╭─ Supplied text
Mid 1934: A new desk was set up at the Code and Signals Section called the Radio Intercept Desk (GX).  At the same time the Research Desk (cryptanalysis) was redesigned GY.

October 15, 1934: USS Gold Star (AK 12) was directed to transfer a RF receiver to Guam.

February 27, 1935: LT Goodwin reported intercept watches were discontinued at Olongapo, Philippines.

March 1, 1935 to January, 1936: Established intercept watches at the Navy Camp, Mariveles.

March 11, 1935: OP-20G became the “Communication Security Group.”

July 1935 – December 1940: The Navy site at Peking (Peiping) China (Station ABLE) closed and operations transferred to Shanghai (4th Marine Regiment) with eight marines under the leadership of a Chief Radioman. This was done primarily for security and to expedite the transport of intercept.

January 6, 1936:  Due to the physical isolation and the danger of Sakdalist uprisings, the intercept site at Marivels was moved by barge to Cavite Navy Yard.

December 1936: Three Kana typewriters (RIP-5) were sent to Guam.

1937: Japanese military forces moved into North China occupying sections of Shanghai.  This invasion created a tense period for the 4th Marines Regiment.  LT Lamb, then on the CINCAF staff, moved from the flagship to Station A (Shanghai), joining Captain Zern USMC.  The situation in China also added pressure on the need to establish a safer site on Corregidor.

July 1937: HFDF intercept site at Guam was commissioned and became the Navy’s second “intelligence” DF station, the first being Cavite, Philippines.

1938: The German Navy was beginning to demonstrate its military might in the Atlantic.  To prepare for his challenge, new RIP-5s were designed with German characters in place of Japanese and a small Radio Intercept Unit was placed aboard the Atlantic Fleet flagship USS OMAHA (CL 4).

March 1938: Recording equipment was sent to Guam.

June 1938: Congress authorized $85,000 for improvement Radio Facilities at Corregidor, Philippines.

1939: The Naval Research Laboratory was working on two important tools for the RI community.  One of these was scrambled speech while the other was the development of a Radio Finger Printing (RFP) system.  The RFP was composed mainly of a camera equipped oscilloscope.  That summer the RFP equipment was transferred to Cavite for field testing against the Japanese.

January 1939:  In its annual report to DNC, on personnel availability, OP-20-G reported that there were 78 RI qualified operators on assignment.  Thirty six of these men were located with CINCAF: One aboard the flagship USS AUGUSTA, nine at Station A (Shanghai), twelve at Station B (Guam), and fourteen at Station C (Cavite).  Twenty four were serving in the Eastern Pacific: Fourteen at Station H (Heeia), seven at S (Astoria), two at Mare Island, and one with CINCUS.  Eighteen were working the Atlantic problem: seven with the Navy Department, six at W (Winter Harbor), one in San Juan, two with Station F (Squadron 40-T aboard USS OMAHA) and two were attending Radio Material school.  In addition there were eight in OTRG Class number 21.

April-June 1939:  The flagship USS OMAHA with Station F onboard, deployed into the Black Sea.  RI unit onboard was manned by CRM N. V. Lewis and RM2 G. M. Mathis along with two general service radiomen.
╰─
╭─ Data section
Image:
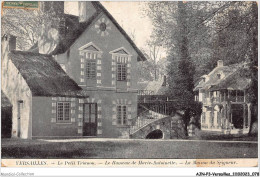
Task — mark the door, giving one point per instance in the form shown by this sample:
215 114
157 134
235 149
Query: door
20 104
90 119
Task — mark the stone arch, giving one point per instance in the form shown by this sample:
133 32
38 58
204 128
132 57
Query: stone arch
155 134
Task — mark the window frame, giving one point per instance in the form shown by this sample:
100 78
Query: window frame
90 112
121 115
91 69
63 120
122 74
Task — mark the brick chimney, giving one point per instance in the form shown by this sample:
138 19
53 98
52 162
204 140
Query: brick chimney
86 10
220 63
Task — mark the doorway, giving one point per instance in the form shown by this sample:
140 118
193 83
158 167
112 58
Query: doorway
237 115
90 119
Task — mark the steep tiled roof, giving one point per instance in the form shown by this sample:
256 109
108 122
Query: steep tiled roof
44 75
212 77
65 43
155 86
238 80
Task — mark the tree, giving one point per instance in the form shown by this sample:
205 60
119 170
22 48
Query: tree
197 34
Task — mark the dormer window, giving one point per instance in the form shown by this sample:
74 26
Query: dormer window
90 63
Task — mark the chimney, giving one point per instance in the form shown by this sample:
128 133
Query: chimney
82 11
220 63
86 10
12 42
164 81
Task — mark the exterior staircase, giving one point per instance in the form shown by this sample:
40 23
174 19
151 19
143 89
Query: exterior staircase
145 118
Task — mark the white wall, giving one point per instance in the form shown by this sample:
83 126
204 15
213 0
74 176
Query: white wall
15 88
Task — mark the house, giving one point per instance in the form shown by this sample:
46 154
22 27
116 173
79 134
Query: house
224 95
45 99
99 61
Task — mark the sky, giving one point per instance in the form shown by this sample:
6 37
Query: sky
128 14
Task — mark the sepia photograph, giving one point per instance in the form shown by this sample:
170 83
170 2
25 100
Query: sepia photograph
116 83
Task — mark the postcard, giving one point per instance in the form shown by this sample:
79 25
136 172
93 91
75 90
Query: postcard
129 84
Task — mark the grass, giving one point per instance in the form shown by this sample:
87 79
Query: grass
135 149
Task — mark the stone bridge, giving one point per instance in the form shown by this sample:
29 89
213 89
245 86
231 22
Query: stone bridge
167 127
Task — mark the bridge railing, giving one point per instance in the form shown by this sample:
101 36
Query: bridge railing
144 119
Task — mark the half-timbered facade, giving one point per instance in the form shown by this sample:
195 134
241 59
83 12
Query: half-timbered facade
101 58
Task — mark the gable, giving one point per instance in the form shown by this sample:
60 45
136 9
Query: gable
44 75
91 47
65 44
120 50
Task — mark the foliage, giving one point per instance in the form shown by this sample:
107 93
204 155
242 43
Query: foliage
197 34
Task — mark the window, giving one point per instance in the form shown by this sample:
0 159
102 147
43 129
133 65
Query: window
90 69
121 71
63 112
90 112
121 115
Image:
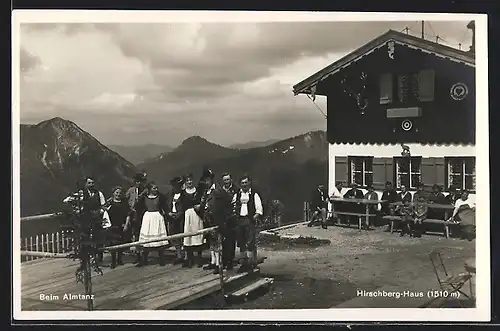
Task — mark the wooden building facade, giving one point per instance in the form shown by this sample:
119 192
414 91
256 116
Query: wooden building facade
394 95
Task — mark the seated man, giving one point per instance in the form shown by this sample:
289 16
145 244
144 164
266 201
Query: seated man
464 215
454 194
354 193
420 210
437 197
420 192
337 206
373 208
406 212
319 205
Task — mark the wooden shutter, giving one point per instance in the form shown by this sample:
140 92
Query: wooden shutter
379 173
440 171
385 88
426 85
389 170
432 171
341 168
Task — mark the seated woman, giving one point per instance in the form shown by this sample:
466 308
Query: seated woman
337 206
437 197
406 212
464 215
354 193
420 210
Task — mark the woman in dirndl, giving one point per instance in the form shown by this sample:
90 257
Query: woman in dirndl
120 231
190 201
152 206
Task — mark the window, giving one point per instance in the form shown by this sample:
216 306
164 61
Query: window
385 89
408 171
361 170
461 172
416 87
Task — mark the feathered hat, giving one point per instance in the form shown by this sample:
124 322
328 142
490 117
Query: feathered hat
177 181
140 176
207 173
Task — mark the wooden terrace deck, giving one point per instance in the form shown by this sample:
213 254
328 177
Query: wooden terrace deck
124 288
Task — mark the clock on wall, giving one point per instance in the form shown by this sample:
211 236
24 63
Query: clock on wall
459 91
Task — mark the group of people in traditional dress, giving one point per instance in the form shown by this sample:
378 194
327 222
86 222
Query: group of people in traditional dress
146 215
413 209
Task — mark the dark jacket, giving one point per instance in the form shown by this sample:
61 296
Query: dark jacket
178 205
407 197
437 198
319 199
354 193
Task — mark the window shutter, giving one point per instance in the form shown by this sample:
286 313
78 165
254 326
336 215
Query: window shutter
389 169
379 173
440 171
385 88
426 85
341 169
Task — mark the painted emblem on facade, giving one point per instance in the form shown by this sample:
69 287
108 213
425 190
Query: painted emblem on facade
459 91
406 125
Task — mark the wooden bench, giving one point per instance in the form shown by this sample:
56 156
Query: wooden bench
446 224
360 217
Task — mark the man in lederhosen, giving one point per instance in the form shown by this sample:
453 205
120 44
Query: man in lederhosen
132 197
175 216
93 209
211 218
229 237
248 210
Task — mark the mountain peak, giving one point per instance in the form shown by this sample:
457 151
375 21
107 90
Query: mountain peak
58 123
194 139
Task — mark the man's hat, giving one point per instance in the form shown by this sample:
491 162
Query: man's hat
207 173
140 176
177 181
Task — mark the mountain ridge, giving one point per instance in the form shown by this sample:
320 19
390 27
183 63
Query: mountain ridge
55 156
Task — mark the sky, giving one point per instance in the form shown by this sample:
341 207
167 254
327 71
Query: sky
160 83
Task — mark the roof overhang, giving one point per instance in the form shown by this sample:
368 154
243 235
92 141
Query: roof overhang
307 85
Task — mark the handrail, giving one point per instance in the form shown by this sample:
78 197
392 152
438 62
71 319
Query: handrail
41 217
127 245
45 254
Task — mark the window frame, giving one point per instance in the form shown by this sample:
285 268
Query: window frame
351 172
463 174
396 160
413 81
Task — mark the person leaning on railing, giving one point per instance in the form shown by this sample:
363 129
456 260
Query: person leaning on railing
319 205
132 196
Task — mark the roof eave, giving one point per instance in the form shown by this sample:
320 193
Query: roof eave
303 86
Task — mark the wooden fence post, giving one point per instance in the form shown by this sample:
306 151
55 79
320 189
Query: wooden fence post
58 243
53 237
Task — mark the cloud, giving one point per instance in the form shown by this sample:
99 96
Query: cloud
27 60
229 82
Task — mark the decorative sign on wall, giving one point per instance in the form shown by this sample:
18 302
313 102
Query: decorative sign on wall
459 91
355 89
390 49
406 125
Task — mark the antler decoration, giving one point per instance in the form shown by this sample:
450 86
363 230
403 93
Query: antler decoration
361 101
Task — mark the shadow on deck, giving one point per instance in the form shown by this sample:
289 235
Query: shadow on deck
46 285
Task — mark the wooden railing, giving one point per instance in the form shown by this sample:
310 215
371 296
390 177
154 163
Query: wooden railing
59 242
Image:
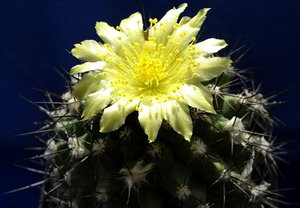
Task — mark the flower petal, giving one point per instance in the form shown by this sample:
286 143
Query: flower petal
114 116
211 45
87 66
185 32
178 116
165 26
132 27
95 103
89 84
197 96
210 68
111 36
89 50
150 118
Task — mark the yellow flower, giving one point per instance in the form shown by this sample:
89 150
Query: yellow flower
157 72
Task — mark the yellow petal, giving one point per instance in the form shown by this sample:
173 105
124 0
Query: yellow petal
111 36
150 118
114 116
132 27
88 50
211 45
90 83
95 103
210 68
178 116
87 66
197 96
165 26
185 32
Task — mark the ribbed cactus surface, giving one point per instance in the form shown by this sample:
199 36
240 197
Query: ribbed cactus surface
154 119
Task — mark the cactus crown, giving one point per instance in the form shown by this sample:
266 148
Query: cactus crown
162 118
157 72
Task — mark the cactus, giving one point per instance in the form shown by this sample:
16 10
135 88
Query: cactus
156 119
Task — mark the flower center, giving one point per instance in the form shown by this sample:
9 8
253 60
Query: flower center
150 70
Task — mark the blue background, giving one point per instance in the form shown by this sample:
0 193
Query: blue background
35 37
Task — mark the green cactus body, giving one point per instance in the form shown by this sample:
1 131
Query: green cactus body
218 154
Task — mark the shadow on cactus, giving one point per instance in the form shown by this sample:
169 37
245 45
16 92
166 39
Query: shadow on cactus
153 118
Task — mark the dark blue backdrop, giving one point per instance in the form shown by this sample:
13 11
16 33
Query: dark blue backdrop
36 35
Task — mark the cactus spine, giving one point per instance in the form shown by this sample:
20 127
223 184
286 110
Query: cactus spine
154 119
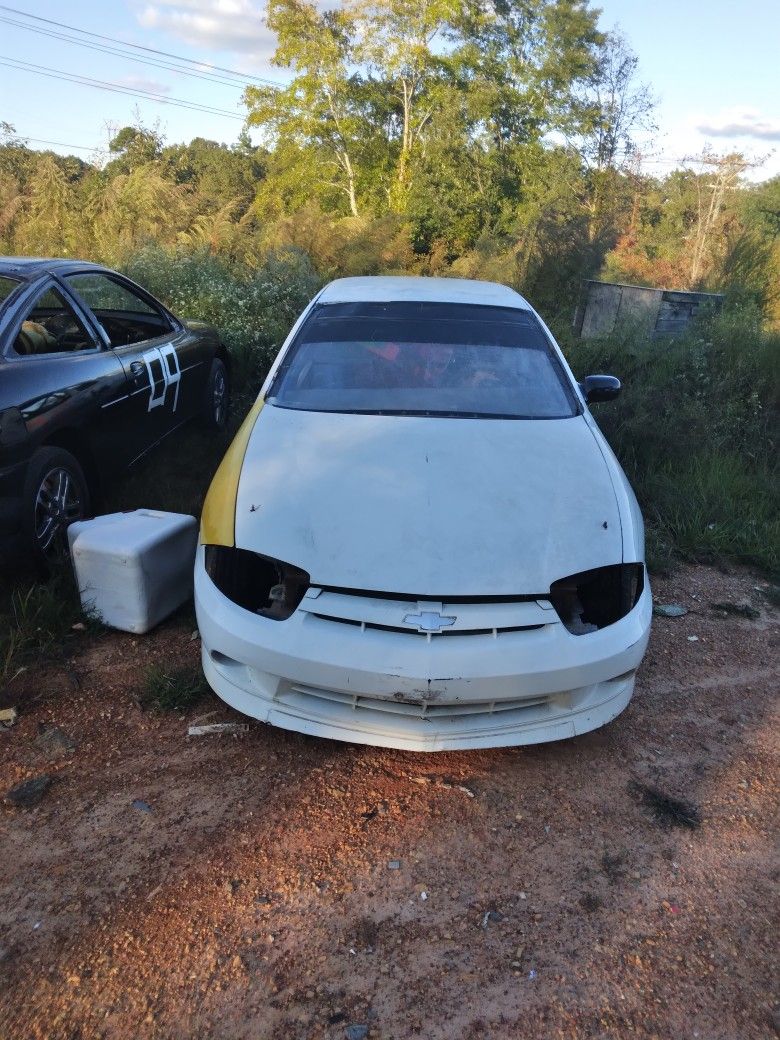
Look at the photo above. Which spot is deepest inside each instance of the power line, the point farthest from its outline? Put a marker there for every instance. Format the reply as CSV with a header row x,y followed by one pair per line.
x,y
60,144
153,63
114,87
139,47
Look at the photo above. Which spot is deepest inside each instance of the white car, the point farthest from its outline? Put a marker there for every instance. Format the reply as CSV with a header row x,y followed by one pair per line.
x,y
419,538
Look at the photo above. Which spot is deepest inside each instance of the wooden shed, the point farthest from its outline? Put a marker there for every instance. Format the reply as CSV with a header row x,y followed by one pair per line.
x,y
663,312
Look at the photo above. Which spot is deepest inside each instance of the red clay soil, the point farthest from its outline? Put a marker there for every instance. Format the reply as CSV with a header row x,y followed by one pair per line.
x,y
536,893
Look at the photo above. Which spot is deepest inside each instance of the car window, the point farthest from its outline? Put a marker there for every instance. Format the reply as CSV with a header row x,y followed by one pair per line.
x,y
424,359
51,326
7,285
126,317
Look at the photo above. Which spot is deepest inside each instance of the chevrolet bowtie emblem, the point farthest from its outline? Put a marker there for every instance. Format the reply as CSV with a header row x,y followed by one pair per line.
x,y
429,621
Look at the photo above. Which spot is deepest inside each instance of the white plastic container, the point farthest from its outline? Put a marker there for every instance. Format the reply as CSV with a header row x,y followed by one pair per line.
x,y
134,569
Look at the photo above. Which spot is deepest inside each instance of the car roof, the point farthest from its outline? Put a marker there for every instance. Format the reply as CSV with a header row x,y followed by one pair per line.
x,y
442,290
31,267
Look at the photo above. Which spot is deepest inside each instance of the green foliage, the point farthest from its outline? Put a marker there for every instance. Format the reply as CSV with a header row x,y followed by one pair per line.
x,y
173,689
253,307
36,621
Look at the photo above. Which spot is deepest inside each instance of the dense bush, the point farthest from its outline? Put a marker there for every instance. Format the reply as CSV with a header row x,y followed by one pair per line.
x,y
252,308
696,429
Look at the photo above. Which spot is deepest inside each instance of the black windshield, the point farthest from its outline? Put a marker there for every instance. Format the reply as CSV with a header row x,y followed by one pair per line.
x,y
423,359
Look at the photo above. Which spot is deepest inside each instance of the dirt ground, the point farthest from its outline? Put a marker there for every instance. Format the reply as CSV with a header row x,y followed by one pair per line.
x,y
278,886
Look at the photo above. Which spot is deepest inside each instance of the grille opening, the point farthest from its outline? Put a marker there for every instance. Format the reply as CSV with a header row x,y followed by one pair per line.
x,y
403,597
408,630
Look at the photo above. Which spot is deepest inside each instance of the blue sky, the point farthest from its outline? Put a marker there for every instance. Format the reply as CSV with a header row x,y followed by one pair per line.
x,y
713,67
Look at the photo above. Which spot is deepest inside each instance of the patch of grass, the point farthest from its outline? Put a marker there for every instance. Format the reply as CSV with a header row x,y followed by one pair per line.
╰─
## Challenges
**A.** Answer these questions about the naval radio intercept chronology, one answer per line:
(i) What did OP-20G become on March 11, 1935?
(ii) How much did Congress authorize in June 1938 for improving radio facilities at Corregidor?
(iii) According to the January 1939 report, how many RI qualified operators were at Station C (Cavite)?
**B.** Continue the naval radio intercept chronology from the point where it stops.

## Responses to the tasks
**A.**
(i) The "Communication Security Group."
(ii) $85,000.
(iii) Fourteen.

**B.**
September 1939:  OP-20-G requested 120 reserve radiomen to be brought on active duty to meet the demands of a formalized National emergency.  Sixty-one were desired in the shortest possible time to man the new HFDF sites.

October 1939: OP-20-G received a new title.  Known as the Communication Security Group since 1935, and briefly (March to October 1939) as the Radio Intelligence Section, it was now to be called the Communications Security Section.

October 14, 1939: Mission at Cavite (Station “C”) began to move to Tunnel AFIRM.

January 1940: DNC informed on status of plans for setting up strategic HFDF stations on Midway, Johnston and Palmyra in case of emergency.

Summer 1940:  The process of enlarging RI facilities on Oahu was proceeding at a rapid pace.  A new basement vault was under construction at Pearl Harbor to house the unit.  Plans for a new radio station near Wahiawa were underway as a replacement for the poorly located HFDF sites at Lualualei and Heeia, Hawaii.

October 15, 1940: The Cavite site terminated intercept operations.  The next day operations at Corregidor commenced.  The only remnant left at Cavite was the HFDF unit.  About the same time, all of the military dependents throughout the CINCAF operating area were shipped to the United States.

September 11, 1940: Army and Navy Agreement of joint exploitation of PURPLE.

Fall 1940: Station F (Squadron 40T) onboard USS TRENTON in European waters was disestablished.

October 4, 1940: In a memorandum by Safford suggestion that the Shanghai RI unit should be closed and the people moved to Cavite/Corregidor.  Of particular interest was the safety of the RIP-6 RIP-13.  The RIP-13 or M-3 was a Japanese Diplomatic Code Machine (Army RED Machine) and RIP 6 was the instruction for its use.

December 1940: Station Able in Shanghai, China closed with its mission and personnel transferred to Station C.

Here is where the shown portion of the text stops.